▽

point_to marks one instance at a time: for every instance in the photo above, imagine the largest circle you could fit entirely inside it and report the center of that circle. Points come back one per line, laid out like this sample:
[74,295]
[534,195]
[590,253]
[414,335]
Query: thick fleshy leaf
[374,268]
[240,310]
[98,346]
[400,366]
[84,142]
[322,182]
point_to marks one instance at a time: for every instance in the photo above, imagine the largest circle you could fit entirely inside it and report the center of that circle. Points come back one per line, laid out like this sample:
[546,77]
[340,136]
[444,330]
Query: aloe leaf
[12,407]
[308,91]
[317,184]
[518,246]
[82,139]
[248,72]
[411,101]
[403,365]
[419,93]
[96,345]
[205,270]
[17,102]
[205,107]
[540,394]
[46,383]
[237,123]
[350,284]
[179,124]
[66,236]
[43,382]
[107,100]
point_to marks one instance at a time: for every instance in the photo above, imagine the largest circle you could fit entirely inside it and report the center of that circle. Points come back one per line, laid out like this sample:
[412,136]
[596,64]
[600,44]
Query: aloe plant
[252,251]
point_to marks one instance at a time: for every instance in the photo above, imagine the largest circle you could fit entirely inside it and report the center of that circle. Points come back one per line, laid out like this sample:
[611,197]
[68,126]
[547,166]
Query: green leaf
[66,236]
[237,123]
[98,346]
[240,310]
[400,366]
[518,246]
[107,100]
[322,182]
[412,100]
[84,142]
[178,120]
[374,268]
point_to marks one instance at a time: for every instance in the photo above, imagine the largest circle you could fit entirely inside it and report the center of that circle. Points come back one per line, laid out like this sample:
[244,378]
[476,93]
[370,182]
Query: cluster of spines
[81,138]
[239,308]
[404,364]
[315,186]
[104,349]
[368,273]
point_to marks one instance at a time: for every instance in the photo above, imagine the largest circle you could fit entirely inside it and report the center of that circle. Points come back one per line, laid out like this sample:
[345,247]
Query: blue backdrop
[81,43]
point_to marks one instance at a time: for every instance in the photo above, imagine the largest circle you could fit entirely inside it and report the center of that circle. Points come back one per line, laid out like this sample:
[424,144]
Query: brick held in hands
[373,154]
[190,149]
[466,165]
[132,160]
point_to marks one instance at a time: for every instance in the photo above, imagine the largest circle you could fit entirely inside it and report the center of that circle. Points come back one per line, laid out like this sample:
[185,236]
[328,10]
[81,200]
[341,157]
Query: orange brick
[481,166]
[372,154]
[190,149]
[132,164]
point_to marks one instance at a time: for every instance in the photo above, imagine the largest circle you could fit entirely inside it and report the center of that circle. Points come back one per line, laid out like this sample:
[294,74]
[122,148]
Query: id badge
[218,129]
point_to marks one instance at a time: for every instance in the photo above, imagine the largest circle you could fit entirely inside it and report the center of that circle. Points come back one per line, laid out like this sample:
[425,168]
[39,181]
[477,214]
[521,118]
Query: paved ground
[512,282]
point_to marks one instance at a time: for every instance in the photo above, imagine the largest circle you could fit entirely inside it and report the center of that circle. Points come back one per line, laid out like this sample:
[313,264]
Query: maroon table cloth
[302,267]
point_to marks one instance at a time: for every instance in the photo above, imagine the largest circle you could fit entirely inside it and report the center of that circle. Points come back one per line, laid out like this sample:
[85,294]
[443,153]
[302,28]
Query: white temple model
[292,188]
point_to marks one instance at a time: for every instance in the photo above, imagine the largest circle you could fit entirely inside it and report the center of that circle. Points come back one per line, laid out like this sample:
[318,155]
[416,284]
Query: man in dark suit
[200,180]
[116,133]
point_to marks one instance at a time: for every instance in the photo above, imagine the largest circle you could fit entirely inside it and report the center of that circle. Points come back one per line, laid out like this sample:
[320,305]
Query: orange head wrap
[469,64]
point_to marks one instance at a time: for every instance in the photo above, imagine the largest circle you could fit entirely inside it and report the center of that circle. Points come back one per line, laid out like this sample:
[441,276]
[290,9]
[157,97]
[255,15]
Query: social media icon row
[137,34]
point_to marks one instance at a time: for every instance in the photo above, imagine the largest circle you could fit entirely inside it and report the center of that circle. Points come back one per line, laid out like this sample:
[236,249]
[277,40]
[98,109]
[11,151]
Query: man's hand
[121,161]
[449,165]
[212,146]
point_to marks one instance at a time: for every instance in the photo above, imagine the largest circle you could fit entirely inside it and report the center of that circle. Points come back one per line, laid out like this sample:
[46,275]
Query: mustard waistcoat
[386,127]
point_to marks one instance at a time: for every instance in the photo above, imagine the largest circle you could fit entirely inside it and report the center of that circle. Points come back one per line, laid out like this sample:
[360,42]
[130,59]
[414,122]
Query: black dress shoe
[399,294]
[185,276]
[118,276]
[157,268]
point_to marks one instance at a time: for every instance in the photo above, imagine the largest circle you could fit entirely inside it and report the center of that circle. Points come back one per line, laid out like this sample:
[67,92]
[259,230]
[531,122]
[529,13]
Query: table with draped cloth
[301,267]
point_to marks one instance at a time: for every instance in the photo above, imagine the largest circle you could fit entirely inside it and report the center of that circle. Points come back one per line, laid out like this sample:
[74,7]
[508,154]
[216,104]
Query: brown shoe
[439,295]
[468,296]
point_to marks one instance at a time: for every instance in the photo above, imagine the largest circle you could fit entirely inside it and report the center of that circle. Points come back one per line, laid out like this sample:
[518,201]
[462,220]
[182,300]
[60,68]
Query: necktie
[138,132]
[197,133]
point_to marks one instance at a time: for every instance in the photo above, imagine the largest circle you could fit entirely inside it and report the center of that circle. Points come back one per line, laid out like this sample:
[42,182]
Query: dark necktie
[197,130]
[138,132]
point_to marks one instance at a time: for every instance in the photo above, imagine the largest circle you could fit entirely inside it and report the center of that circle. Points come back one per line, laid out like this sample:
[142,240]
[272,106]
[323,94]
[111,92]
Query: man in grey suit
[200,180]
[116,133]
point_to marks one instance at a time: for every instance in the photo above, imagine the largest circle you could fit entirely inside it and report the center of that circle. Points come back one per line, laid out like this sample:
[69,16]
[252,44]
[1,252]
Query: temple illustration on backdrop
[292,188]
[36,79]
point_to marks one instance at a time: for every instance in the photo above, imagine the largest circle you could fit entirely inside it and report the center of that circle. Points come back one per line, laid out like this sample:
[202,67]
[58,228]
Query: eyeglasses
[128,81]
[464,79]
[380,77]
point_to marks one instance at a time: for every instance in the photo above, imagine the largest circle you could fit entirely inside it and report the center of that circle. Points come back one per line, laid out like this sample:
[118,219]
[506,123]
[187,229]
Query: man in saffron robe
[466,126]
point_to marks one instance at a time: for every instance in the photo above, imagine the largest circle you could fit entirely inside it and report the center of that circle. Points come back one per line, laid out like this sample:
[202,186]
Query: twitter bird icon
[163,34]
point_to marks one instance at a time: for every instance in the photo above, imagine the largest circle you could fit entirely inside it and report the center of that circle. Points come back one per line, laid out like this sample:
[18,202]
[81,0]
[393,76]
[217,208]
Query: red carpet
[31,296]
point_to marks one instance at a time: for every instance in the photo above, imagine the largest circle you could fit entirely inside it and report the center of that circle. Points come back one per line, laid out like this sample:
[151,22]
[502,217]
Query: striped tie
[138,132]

△

What you will do: Pull out every line of the entries that contains the word "orange", matching case exactly.

Exercise output:
Query: orange brick
Query: orange head wrap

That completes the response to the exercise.